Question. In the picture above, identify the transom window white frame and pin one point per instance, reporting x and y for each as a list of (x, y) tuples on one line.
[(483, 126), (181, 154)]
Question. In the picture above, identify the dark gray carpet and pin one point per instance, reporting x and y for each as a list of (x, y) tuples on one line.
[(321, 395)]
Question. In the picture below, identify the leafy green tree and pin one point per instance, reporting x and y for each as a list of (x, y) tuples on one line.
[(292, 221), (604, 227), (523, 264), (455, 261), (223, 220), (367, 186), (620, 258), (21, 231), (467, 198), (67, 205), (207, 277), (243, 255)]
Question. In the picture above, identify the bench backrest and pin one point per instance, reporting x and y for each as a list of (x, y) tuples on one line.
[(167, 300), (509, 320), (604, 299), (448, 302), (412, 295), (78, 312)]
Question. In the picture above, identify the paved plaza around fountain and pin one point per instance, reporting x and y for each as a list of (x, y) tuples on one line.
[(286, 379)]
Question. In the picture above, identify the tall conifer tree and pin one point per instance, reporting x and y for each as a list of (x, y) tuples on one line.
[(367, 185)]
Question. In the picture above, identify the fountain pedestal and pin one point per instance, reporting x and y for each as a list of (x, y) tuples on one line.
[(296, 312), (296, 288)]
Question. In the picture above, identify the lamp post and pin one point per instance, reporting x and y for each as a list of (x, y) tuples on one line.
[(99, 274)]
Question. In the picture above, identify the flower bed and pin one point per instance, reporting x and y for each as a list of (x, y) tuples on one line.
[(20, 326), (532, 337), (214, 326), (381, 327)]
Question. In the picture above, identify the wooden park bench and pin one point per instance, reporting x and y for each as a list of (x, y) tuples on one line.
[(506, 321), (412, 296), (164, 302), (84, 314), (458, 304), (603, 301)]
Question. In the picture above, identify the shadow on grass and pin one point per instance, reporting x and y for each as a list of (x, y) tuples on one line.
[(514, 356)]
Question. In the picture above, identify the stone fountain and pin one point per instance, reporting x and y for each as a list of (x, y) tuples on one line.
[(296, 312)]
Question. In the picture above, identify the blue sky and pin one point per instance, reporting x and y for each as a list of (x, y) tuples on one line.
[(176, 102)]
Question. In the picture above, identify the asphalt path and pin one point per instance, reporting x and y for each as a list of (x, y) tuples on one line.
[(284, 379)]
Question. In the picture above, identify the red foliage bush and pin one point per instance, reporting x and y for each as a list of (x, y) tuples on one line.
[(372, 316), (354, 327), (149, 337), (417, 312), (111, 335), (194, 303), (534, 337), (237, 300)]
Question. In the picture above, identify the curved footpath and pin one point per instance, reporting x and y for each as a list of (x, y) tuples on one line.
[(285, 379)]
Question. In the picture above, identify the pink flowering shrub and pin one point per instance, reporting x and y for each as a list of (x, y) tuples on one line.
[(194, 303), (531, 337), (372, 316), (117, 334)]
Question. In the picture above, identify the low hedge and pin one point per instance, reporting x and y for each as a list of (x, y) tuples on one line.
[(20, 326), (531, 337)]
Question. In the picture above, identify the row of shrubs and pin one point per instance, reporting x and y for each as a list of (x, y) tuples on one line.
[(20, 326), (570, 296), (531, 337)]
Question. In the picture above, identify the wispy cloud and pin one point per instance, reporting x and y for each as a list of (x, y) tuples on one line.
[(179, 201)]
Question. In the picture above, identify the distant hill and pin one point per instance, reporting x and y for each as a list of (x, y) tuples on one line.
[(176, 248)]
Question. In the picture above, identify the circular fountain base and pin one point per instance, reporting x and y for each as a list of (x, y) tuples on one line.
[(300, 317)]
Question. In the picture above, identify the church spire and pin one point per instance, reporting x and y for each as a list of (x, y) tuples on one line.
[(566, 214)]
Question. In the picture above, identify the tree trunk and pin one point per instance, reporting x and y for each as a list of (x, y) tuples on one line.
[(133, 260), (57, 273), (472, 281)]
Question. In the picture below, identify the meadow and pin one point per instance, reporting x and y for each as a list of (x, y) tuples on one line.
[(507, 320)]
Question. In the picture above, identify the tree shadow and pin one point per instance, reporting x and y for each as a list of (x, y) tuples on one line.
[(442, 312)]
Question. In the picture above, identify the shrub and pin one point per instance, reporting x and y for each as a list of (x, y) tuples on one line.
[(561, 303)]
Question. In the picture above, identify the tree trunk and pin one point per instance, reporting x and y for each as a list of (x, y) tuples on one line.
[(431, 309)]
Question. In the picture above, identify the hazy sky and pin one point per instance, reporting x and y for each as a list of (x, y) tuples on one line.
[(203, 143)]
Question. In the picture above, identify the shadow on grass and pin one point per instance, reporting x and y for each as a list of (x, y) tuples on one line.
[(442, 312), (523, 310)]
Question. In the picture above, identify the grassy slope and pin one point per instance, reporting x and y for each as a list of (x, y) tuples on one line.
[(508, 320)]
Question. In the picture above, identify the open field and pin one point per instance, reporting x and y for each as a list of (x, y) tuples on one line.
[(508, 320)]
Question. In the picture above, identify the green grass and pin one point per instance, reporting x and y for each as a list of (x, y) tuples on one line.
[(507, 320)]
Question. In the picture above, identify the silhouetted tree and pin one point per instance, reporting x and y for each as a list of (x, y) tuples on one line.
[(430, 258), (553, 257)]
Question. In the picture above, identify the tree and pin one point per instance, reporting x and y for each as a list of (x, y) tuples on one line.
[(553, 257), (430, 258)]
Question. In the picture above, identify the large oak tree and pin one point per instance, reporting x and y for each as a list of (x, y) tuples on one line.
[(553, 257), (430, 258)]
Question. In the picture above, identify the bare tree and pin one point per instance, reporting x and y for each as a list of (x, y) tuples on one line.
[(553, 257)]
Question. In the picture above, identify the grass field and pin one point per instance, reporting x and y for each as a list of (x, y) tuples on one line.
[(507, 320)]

PROBLEM DESCRIPTION. Reproduce every item above word for word, keeping them in their original order.

RESPONSE.
Question. In the picture above, identify the transom window white frame and pin one point per instance, reporting x and y for each as a list of (x, y) tuples on one line.
[(483, 126), (181, 154)]
Question. In the picture above, identify the dark gray carpet and pin one point per instance, reporting x and y for each as a list of (x, y) tuples on one line.
[(321, 395)]
Question. In the picture below, identify the leafy green tree and pin one point per instance, reporting x and y for each as a list of (x, y) tuples on one line.
[(292, 221), (604, 227), (523, 264), (455, 261), (223, 220), (367, 186), (620, 258), (21, 231), (467, 198), (67, 205), (207, 277), (243, 255)]
Question. In the picture above, identify the bench backrest and pin one point per instance, reporting x and y for each as a list of (x, y) tuples on one line.
[(167, 300), (509, 320), (604, 299), (448, 302), (412, 295), (78, 312)]
Question. In the picture above, identify the paved plaza around fountain and pin one point per instance, reporting x and y for each as a list of (x, y) tuples on one line.
[(286, 379)]
Question. In the picture above, identify the tall conifer tree and pin one point per instance, reporting x and y for each as a list of (x, y) tuples on one line.
[(367, 185)]
Question. In the picture above, identify the fountain pedestal and pin one point per instance, reporting x and y for each as a list of (x, y) tuples on one line.
[(296, 312), (296, 288)]
Question. In the picture above, identify the lamp post and pin one point per instance, reporting x and y for each as a list of (x, y) tuples on one line.
[(99, 274)]
Question. In the picture above, identify the flower bed and pin one point per instance, reporting x and y for each as a list of (x, y) tuples on one line.
[(20, 326), (532, 337), (214, 326), (381, 327)]
Question. In the picture above, identify the wooden park bench and pin one point per instance, reporting x and y for each as a list of (x, y) tuples on one line.
[(506, 321), (412, 296), (164, 302), (84, 314), (458, 304), (603, 301)]
Question. In the picture above, identify the shadow on grass and pin one point per instance, reporting x and y for each as a list of (x, y) tuples on one line.
[(514, 356)]
Question. In the picture above, identify the stone fountain and pin one point per instance, reporting x and y for each as a list of (x, y) tuples on one line.
[(296, 312)]
Question. In the picture above, identify the blue sky and pin one point per instance, reporting x and y for each as a list of (x, y) tuples on one line.
[(176, 102)]
Question. In the picture above, identify the asphalt path and pin one point per instance, reporting x and y for each as a list of (x, y) tuples on one line.
[(284, 379)]
Question. In the picture above, identify the red foliage bush and pin one point per instance, reporting x and y for each as a list of (x, y) tuples on one line.
[(372, 316), (354, 327), (149, 337), (417, 312), (111, 335), (194, 303), (534, 337), (237, 300)]
Question. In the picture above, identify the curved footpath and pin one point per instance, reporting x and y for each as a list of (x, y) tuples on one line.
[(285, 379)]
Question. In the picture above, identify the pink flowering shrub and pin one point per instance, reporting x and y for each as a list of (x, y) tuples on one line.
[(194, 303), (531, 337), (372, 316), (117, 334)]
Question. In the picture above, identify the low hedge and pin one point per instance, reporting x and y for each as a list of (x, y) tuples on one line.
[(20, 326), (531, 337)]
Question. In the picture above, identify the row of shrubs and pin one point per instance, reporting x and y for each as a list of (x, y) tuples on one line.
[(20, 326), (570, 296), (531, 337)]
Question. In the picture above, identify the wispy cloud and pin one point per instance, reporting x and y for each as a list of (x, y) tuples on one line.
[(179, 201)]
Question. In the picture above, identify the distant hill and pin one point per instance, reporting x and y for each as a list of (x, y) tuples on one line.
[(176, 248)]
Question. In the picture above, identify the circular fountain base and pin one point per instance, reporting x and y for each as a list of (x, y) tuples on one line.
[(300, 317)]
Question. In the picture above, identify the church spire and pin one point per instance, reporting x and y for each as a list of (x, y) tuples on one line.
[(566, 214)]
Question. In the picture above, identify the tree trunk and pin one point per instance, reporting x and y for each as a list of (x, y) tuples on one line.
[(133, 260), (57, 273), (472, 281)]
Question. In the picture below, identify the meadow and pin one point per instance, reporting x and y for each as a list of (x, y) tuples on one line.
[(507, 320)]
Question. In the picture above, identify the tree shadow and pin one point per instance, reporting x and y for each as a list of (x, y) tuples on one line.
[(442, 312)]
Question. In the picture above, identify the shrub and pin one point per instance, reporting x and y for each as a list of (x, y) tuples on one line.
[(561, 303)]
Question. In the picture above, identify the tree trunk and pin one point per instance, reporting x and y for each as a list of (x, y) tuples on one line.
[(431, 309)]
Question. In the picture above, identify the hazy sky and pin one point per instance, reporting x and y for each as a list of (x, y) tuples on one line.
[(203, 143)]
Question. In the picture above, identify the shadow on grass and pin one point per instance, reporting x and y for each as a list of (x, y) tuples on one line.
[(442, 312), (523, 310)]
Question. In the picture above, identify the grassy slope and pin one point per instance, reporting x and y for each as a list of (x, y) tuples on one line.
[(508, 320)]
Question. In the picture above, identify the open field and pin one point per instance, reporting x and y for each as a list of (x, y) tuples on one line.
[(508, 320)]
Question. In the picture above, identify the green grass and pin one point per instance, reporting x and y for each as a list of (x, y) tuples on one line.
[(507, 320)]
Question. In the picture above, identify the silhouetted tree and pin one point per instance, reporting x and y for each as a list of (x, y) tuples on one line.
[(430, 258), (553, 257)]
Question. In the picture above, identify the tree and pin one point per instance, reporting x and y for each as a list of (x, y) tuples on one line.
[(553, 257), (430, 258)]
Question. In the picture above, identify the large oak tree and pin one point per instance, reporting x and y for each as a list of (x, y) tuples on one line.
[(553, 257), (430, 258)]
Question. In the picture above, identify the bare tree and pin one point per instance, reporting x and y for each as a list of (x, y) tuples on one line.
[(553, 257)]
Question. In the picture above, identify the grass field and pin one point per instance, reporting x and y for each as a list of (x, y) tuples on one line.
[(507, 320)]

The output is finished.